What is asked » Pick out each line in the records below that contains the string "door", and copy those lines unchanged.

— Start of Input —

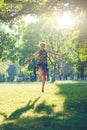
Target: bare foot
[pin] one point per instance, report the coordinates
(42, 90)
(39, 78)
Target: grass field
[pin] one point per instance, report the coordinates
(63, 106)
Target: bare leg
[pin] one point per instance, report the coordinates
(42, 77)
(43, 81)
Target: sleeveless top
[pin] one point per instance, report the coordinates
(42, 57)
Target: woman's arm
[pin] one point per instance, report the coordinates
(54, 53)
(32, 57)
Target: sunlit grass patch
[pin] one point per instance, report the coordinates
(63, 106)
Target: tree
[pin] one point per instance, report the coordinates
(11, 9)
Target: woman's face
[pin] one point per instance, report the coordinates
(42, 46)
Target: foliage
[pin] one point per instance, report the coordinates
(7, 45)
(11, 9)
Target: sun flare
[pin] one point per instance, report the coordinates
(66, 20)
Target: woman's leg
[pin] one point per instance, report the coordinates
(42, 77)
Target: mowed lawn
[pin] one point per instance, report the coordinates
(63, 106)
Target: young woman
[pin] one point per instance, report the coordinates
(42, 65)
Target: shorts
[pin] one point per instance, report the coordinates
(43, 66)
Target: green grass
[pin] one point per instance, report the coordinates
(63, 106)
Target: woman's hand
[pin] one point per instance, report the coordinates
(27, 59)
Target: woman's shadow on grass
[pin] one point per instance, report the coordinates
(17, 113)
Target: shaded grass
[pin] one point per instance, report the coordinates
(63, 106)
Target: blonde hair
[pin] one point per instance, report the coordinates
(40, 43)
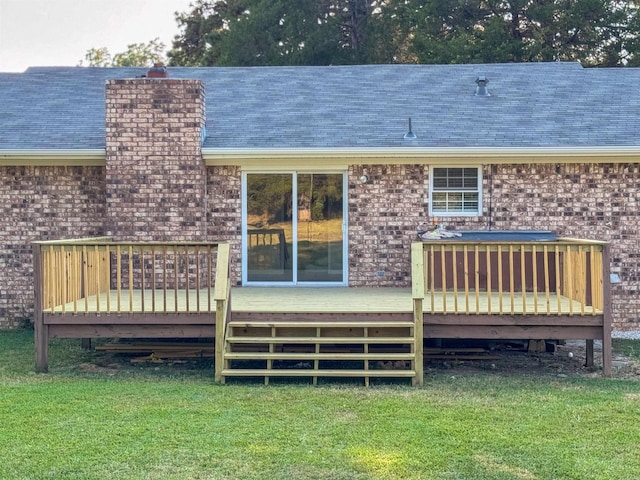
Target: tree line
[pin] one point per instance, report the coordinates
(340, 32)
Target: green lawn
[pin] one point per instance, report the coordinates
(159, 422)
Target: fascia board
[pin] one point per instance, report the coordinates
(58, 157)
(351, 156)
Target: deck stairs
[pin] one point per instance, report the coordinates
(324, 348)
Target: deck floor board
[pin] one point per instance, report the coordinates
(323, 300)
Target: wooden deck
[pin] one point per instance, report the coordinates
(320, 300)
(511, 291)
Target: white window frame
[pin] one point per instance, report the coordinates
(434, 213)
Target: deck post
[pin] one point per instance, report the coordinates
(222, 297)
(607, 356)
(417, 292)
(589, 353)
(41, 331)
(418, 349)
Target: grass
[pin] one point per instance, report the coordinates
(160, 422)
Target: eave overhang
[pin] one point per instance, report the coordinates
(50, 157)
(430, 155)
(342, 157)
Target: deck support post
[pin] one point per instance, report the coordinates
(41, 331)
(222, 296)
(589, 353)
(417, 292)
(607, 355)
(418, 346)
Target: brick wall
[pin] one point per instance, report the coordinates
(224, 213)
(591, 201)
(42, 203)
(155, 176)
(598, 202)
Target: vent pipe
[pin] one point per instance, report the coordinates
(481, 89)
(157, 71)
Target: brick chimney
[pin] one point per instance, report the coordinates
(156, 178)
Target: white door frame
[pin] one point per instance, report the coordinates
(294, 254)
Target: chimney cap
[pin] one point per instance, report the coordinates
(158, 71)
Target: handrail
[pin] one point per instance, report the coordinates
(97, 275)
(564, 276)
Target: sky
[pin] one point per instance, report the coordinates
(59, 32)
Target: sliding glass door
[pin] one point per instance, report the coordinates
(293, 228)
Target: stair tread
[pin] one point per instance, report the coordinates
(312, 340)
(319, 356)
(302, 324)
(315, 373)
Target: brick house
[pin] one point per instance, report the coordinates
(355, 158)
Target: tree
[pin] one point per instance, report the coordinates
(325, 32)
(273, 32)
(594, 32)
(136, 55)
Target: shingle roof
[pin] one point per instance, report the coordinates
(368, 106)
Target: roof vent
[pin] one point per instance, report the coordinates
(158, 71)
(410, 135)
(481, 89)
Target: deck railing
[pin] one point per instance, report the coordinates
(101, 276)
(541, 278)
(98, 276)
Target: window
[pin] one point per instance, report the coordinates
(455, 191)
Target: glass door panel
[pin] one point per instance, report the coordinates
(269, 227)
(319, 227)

— End of Input —
— Start of Input —

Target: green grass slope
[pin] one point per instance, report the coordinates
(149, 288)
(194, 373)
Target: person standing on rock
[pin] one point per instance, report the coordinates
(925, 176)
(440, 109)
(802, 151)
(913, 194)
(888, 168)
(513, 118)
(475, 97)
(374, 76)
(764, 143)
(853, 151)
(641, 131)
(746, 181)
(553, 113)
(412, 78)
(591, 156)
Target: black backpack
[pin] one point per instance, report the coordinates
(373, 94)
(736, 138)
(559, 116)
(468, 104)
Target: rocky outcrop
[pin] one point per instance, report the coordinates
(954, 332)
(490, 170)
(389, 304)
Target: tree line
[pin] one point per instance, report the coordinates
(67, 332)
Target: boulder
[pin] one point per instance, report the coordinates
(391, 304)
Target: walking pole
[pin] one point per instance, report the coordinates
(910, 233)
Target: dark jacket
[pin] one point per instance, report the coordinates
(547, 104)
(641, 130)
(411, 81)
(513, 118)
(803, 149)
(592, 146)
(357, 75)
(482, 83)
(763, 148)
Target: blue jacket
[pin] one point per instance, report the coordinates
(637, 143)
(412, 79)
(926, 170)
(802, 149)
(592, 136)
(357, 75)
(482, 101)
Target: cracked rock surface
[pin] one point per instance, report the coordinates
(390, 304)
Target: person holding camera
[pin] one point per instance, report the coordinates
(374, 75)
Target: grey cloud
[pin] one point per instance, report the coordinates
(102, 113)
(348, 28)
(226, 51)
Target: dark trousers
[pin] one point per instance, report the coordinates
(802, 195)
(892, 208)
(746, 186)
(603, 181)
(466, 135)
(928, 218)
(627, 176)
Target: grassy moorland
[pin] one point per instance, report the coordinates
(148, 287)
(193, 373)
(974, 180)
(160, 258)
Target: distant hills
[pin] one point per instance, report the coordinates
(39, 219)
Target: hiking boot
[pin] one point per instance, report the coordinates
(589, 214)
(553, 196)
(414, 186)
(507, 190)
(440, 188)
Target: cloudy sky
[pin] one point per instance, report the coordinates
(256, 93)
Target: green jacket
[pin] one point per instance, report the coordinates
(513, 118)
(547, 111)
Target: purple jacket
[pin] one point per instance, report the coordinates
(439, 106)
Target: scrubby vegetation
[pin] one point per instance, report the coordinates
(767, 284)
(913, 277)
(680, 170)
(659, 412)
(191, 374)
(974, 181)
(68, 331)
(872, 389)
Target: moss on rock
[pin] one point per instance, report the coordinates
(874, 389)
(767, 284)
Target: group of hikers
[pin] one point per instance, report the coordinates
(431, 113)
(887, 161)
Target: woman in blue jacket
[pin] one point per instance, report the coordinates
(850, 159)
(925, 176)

— End of Input —

Task response »
Target: white door frame
Target: sliding glass door
Target: glass door panel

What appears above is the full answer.